++++ INFORMATION PROVIDED

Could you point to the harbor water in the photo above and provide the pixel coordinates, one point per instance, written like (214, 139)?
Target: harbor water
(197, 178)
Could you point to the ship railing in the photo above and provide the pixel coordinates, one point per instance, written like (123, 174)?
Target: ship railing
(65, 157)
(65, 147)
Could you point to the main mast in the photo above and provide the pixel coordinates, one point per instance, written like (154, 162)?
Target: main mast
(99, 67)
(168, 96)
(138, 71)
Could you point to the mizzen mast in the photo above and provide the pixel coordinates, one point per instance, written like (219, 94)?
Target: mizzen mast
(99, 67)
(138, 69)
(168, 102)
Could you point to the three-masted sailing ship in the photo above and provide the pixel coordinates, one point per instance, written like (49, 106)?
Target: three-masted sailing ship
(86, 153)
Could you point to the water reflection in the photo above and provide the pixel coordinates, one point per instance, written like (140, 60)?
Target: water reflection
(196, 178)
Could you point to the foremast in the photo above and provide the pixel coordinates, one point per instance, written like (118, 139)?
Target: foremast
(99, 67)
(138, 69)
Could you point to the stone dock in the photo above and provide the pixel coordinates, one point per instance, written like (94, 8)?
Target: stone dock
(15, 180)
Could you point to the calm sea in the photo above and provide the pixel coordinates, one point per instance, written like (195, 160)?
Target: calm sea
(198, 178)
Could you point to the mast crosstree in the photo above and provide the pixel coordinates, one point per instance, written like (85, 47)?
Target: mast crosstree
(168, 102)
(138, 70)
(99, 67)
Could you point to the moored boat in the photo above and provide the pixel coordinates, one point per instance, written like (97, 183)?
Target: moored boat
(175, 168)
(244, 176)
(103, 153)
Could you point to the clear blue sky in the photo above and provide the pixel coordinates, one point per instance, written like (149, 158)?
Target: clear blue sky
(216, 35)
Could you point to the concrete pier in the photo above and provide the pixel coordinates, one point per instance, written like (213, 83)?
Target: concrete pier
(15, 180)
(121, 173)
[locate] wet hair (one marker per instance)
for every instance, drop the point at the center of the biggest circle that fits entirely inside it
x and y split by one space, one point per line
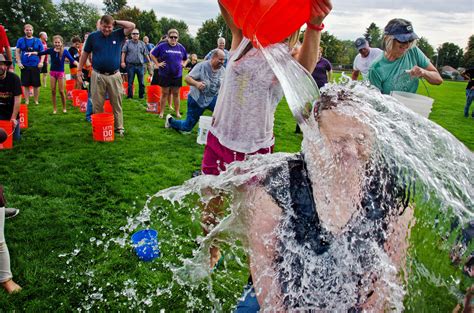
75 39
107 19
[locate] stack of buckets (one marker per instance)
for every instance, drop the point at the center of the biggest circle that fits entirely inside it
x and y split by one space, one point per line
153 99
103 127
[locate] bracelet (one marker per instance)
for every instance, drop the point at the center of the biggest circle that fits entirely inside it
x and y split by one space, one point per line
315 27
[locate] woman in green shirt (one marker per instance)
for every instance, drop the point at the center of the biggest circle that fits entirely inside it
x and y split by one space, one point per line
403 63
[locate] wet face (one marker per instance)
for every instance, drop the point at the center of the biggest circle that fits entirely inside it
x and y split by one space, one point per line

++++++++

> [ACTIVITY]
For this exercise, transcribe the data above line by line, exactly, with pictures omitted.

> [FINAL ANSWER]
Could you point to the harbor water in the photo above and provide the pixel coordinates, one point per instance, written like (214, 139)?
Target: harbor water
(197, 178)
Could you point to the ship railing in the photo above and provide the pixel coordinates, one point per instance, written like (123, 174)?
Target: ship railing
(65, 157)
(65, 147)
Could you point to the main mast in the photo above and provide the pixel coordinates, one point per instance, written like (154, 162)?
Target: main mast
(99, 67)
(168, 96)
(138, 71)
Could you point to the mizzen mast in the photo above and provide the pixel coordinates, one point per instance, written like (219, 94)?
Target: mizzen mast
(99, 67)
(138, 69)
(168, 102)
Could you point to the three-masted sailing ship in the photo above and provide the pixel coordinates, one point per instance, written like (49, 106)?
Target: three-masted sailing ship
(86, 153)
Could you point to the water reflection in the photo above and provide the pixel coordinates, one point per instance, written like (140, 60)?
Target: water reflection
(196, 178)
Could you point to the foremast in the photo above and provide the pixel coordinates, one point per instance, written like (118, 139)?
Target: foremast
(99, 67)
(138, 69)
Could you point to the stone dock in the photo above and provide the pixel coordinates, one point per instance, written like (94, 8)?
Target: stone dock
(15, 180)
Could you point to the calm sea in the photo above and provide the pixel coordinates, one point per instance, written like (195, 160)?
Target: calm sea
(198, 178)
Could you point to the mast crosstree in the photo above and provide the pixel coordinates, one point per instance, written like (85, 47)?
Target: mast crosstree
(168, 102)
(138, 70)
(99, 67)
Could you point to the moored boat in the photo above and provide the pixel coordinates, one point per instance, written like (97, 183)?
Target: moored boat
(175, 168)
(244, 176)
(103, 153)
Could you point to the clear blue sky in the photo above and provide the pixel coordinates, one point per instance, written like (149, 158)?
Target: clear blue sky
(216, 35)
Could you point to the concrete pier in the photo above and provide the pixel coordinates, one point per instance, written like (213, 83)?
Target: concrete pier
(15, 180)
(121, 173)
[locate] wet hair (one marker per instance)
for every instance, drop the point at the center of the biggest circle that fits entirely inside it
x and y split by one space, one point per line
75 39
107 19
[locate] stack of buckets (one marker per instance)
for every instance, drop the point at the center of the biggest circle that fits entirely inside it
x and y split by one space, one point per line
153 99
103 127
[locate] bracelet (one marker per instance)
for every instance, drop the point at the center of the biggest circle that fits entirely inside it
x and y split by one space, one point per line
315 27
[locate] woman in green shirt (one marker per instance)
for every instance, drop the point at the center of the biggest circle that fits entirely inside it
x and y split by one space, one point per line
403 63
[locate] wet face (one marker per instance)
for every instance, drop the point at the center of the biggest circle that fits entirely inside it
x and y split by one space, one point per line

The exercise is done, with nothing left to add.